## Begin Document section

Web Crawling application running Scrapy Tool extracting official policies
Project description
Scrapy Tool for Omdena Latam LFR Challenge
Web Crawling application running Scrapy Tool, extracting official policies from the following sources:
Characteristics of the information sources
Chile (LeyChile)
Search type: Exhaustive, through API , limited by the pages_num
Speed: Fast
Amount of avaliable documents: 10-100k
Document Type: HTML
Mexico Distrito oficial de la Federación
Search type: Exhaustive, through scrapping (Xpath) , limited by years range.
Speed: Terrible slow and buggy when you change pipelines order
Amount of avaliable documents: 10-100k
Document Type: HTML
El Peruano
Search type:
Speed:
Amount of avaliable documents:
Document Type:
Setup Steps:
Recommendations:
Use a virtual environment not your python system to run and also to install the dependencies.

## End Document section
## Begin Extracted entries

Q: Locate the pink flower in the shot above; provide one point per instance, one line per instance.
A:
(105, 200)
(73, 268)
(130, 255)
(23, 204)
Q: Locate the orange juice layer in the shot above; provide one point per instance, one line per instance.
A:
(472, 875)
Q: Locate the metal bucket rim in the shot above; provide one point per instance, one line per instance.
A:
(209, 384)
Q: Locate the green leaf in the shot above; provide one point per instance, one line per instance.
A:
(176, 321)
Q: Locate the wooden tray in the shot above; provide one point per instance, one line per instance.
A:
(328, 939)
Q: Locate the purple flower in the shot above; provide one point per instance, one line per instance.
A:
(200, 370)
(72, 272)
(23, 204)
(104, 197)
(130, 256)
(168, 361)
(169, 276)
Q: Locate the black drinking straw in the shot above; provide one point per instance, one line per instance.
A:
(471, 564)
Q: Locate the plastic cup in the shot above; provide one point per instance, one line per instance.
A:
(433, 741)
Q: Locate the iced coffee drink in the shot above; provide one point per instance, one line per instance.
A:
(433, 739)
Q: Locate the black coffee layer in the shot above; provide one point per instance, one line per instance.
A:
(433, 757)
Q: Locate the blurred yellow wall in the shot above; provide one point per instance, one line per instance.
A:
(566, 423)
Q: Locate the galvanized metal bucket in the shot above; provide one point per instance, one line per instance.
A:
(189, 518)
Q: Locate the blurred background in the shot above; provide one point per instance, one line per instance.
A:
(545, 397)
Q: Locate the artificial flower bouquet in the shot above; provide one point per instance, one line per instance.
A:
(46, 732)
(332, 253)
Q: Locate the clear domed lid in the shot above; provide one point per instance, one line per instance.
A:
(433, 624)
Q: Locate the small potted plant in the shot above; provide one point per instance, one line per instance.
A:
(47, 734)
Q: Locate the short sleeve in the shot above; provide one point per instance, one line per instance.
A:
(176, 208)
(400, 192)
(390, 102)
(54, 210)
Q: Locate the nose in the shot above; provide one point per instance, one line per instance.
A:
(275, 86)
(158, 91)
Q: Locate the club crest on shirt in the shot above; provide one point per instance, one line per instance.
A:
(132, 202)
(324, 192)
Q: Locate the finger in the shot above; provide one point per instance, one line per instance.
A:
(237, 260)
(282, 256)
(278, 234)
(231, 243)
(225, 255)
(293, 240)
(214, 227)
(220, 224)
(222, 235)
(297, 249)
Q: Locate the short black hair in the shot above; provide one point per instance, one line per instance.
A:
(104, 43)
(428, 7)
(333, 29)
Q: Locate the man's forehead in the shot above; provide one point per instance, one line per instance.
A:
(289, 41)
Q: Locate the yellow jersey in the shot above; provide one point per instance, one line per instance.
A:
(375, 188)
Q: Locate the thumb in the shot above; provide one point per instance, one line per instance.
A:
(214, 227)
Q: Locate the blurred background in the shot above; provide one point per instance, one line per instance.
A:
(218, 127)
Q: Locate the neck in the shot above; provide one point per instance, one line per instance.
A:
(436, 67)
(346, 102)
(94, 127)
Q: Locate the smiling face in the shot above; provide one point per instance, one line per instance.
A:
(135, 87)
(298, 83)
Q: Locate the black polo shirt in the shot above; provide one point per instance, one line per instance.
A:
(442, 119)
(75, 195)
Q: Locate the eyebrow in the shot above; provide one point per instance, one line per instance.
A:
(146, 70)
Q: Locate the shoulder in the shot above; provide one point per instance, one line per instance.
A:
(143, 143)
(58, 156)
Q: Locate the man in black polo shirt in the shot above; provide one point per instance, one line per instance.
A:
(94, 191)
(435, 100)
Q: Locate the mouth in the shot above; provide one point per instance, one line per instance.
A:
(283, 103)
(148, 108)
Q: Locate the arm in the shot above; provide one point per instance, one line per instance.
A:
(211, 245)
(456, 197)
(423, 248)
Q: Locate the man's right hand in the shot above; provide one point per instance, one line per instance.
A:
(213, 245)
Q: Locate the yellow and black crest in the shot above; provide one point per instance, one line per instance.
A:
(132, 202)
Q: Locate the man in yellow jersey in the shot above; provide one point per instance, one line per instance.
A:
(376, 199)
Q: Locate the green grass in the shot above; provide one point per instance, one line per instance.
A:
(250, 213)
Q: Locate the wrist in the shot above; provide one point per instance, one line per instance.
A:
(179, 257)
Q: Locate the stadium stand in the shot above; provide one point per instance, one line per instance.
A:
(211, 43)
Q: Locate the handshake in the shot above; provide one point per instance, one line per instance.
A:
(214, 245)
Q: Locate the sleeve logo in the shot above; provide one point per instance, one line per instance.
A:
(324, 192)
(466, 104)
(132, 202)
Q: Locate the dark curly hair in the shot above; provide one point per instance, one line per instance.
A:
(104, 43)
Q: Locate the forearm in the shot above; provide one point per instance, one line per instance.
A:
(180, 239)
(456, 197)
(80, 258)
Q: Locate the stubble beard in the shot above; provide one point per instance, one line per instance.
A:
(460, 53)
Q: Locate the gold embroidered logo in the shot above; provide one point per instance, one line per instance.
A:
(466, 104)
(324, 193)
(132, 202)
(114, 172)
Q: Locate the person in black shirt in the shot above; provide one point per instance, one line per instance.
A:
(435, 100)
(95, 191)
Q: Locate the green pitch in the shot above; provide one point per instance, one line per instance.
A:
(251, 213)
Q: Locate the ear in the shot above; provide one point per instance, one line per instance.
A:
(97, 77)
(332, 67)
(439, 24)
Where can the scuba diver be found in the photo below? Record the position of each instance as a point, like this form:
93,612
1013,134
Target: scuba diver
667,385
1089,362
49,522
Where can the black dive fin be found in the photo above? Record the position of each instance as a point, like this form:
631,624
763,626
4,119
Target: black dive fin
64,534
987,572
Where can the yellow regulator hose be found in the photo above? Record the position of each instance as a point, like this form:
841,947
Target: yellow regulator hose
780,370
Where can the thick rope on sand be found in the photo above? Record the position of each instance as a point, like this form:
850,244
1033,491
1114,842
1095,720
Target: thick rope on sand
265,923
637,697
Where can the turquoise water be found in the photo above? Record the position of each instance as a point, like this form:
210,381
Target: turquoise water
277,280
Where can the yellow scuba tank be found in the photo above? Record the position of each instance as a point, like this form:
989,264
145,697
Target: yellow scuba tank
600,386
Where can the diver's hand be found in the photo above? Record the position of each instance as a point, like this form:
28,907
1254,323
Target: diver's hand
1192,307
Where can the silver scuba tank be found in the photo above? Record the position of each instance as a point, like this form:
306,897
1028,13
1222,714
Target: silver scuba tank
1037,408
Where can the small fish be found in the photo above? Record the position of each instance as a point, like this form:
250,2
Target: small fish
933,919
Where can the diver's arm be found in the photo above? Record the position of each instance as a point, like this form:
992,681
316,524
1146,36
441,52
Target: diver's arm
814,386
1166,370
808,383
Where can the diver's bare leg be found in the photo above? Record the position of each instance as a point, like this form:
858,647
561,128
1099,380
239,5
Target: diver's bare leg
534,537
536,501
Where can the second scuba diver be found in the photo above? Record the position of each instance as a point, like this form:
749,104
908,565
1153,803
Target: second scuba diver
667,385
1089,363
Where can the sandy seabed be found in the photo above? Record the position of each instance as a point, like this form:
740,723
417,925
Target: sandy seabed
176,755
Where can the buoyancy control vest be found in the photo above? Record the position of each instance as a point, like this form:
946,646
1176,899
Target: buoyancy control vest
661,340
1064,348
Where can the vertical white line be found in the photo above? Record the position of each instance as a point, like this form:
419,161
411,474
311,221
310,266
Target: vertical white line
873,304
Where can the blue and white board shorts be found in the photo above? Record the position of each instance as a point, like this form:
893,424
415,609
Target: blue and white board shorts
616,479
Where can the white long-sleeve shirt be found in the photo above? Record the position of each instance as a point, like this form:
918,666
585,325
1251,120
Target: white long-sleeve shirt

## End Extracted entries

• _Work to do_:
a) Answer these questions about the Scrapy project description:
(i) How is the Chile (LeyChile) search carried out, and what limits it?
(ii) What limits the search of the Mexico source?
(iii) What does the description recommend using to run the tool and install its dependencies?
b) Translate this sentence from the Scrapy project description into Spanish: "Use a virtual environment not your python system to run and also to install the dependencies."
Answer from the text alone, not the material.

• _Answers to the exercise_:
a)
(i) It is exhaustive, through an API, and limited by the pages_num.
(ii) It is limited by a range of years.
(iii) A virtual environment rather than the system Python.

b) Usa un entorno virtual, no el Python de tu sistema, para ejecutar y también para instalar las dependencias.